WORK TASK
Extract the records below word for word and ignore the images.

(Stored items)

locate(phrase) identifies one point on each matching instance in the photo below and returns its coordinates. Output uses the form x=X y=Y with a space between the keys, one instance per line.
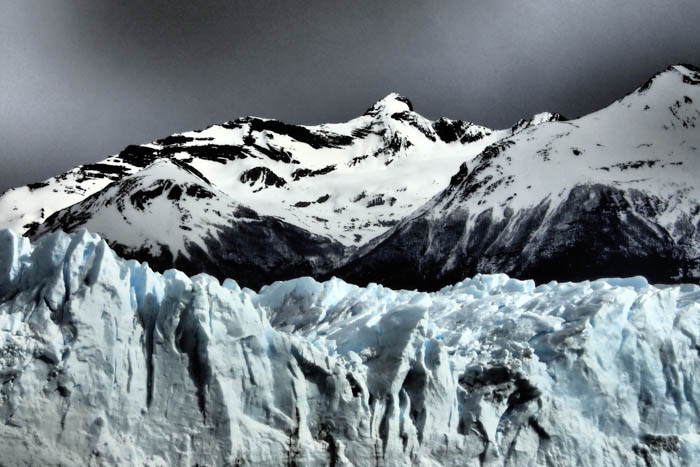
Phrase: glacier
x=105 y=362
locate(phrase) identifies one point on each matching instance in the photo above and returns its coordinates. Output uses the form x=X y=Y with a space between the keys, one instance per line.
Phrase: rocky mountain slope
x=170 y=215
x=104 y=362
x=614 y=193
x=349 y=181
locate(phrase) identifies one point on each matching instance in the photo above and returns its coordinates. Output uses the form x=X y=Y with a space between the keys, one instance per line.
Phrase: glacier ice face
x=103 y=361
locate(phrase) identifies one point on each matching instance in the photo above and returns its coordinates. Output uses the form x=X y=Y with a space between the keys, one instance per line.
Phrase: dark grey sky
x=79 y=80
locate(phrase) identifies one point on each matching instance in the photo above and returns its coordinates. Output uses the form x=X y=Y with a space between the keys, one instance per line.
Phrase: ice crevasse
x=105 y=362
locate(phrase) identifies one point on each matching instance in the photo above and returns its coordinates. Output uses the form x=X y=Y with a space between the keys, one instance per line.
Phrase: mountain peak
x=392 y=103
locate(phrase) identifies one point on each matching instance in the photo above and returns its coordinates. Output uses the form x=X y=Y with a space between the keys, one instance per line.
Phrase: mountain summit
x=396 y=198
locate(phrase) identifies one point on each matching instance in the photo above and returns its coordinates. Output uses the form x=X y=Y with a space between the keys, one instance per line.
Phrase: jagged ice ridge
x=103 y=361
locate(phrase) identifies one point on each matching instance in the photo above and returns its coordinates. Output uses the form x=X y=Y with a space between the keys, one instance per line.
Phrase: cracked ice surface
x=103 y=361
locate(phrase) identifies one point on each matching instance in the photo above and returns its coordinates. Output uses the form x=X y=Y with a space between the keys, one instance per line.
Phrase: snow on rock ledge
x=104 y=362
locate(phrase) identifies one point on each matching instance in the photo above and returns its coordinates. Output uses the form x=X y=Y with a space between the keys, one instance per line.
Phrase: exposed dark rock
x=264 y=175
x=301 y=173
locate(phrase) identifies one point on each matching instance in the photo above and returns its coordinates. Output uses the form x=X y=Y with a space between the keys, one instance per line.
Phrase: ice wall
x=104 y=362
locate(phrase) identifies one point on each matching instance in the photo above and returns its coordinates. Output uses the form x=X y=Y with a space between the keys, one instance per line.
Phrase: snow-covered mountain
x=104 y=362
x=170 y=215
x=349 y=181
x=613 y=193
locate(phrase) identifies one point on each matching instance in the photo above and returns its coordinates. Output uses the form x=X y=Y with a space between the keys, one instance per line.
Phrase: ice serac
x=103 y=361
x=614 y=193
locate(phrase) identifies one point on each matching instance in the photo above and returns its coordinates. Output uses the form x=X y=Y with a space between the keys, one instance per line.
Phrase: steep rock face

THE ANSWER
locate(phrase) identifies one point on each matching instance in the photo below and returns its coordinates. Output uses the form x=X y=Y with a space between the keys, one instance per line.
Phrase: glacier
x=105 y=362
locate(phrase) identifies one point on each matching instance in the photo above and returns its coordinates. Output uses the form x=X y=Y with a space between the keys, one instance per line.
Phrase: rocky mountain slope
x=170 y=215
x=104 y=362
x=614 y=193
x=349 y=181
locate(phrase) identifies one point on each matching instance in the photo above and returns its coordinates. Output uses the form x=X y=Y with a space between the keys, one instance per line.
Phrase: glacier ice face
x=103 y=361
locate(phrase) identifies one point on each matching instance in the photo above and returns its coordinates. Output uses the form x=X y=Y with a space between the keys, one instance per line.
Phrase: dark grey sky
x=79 y=80
locate(phrase) identifies one point on each matching instance in the photo above and returns its coordinates. Output uses the form x=X y=Y with a space between the keys, one instance per line.
Phrase: ice crevasse
x=105 y=362
locate(phrase) identifies one point on each matching instance in the photo above and returns its coordinates. Output uses the form x=X y=Y with a space between the keys, one instance per line.
Phrase: mountain peak
x=392 y=103
locate(phrase) identifies one point on each matching instance in the photo above and returns its coordinates. Output uses the form x=X y=Y with a space between the keys, one instance per line.
Phrase: mountain summit
x=396 y=198
locate(phrase) identifies one point on each matching instance in the photo above and returns its coordinates. Output uses the form x=X y=Y with a space between the keys, one instance per line.
Phrase: jagged ice ridge
x=103 y=361
locate(phrase) identifies one point on each matching instance in the photo above and returns its coordinates. Output uses the form x=X y=Y with a space between the keys, one instance per line.
Phrase: cracked ice surface
x=103 y=361
locate(phrase) identifies one point on each matching instance in the photo above and returns its coordinates. Output uses the form x=X y=Y with a space between the keys, one instance per line.
Phrase: snow on rock ledge
x=104 y=362
locate(phrase) identifies one point on each matching instance in the photo above and returns its coordinates. Output uses the form x=X y=Y with a space between the keys, one instance per line.
Phrase: exposed dark rock
x=264 y=175
x=301 y=173
locate(phrase) identifies one point on each matching instance in the photo above and returns its coordinates. Output uses the form x=X y=Y with a space between the keys, one instance per line.
Phrase: ice wall
x=104 y=362
locate(phrase) identifies one point on each matching instance in the photo above and returns its coordinates. Output uses the form x=X y=Y with a space between the keys, one instance per line.
Phrase: snow-covered mountain
x=104 y=362
x=170 y=215
x=349 y=181
x=613 y=193
locate(phrase) identifies one point on each matching instance in the photo above and returns its coordinates. Output uses the form x=X y=Y with a space between the keys, one instance per line.
Phrase: ice serac
x=103 y=361
x=614 y=193
locate(phrase) identifies one point on each matching instance in the photo above and returns its coordinates. Output uses the form x=X y=Y with a space between the keys, one instance per line.
Phrase: steep rock face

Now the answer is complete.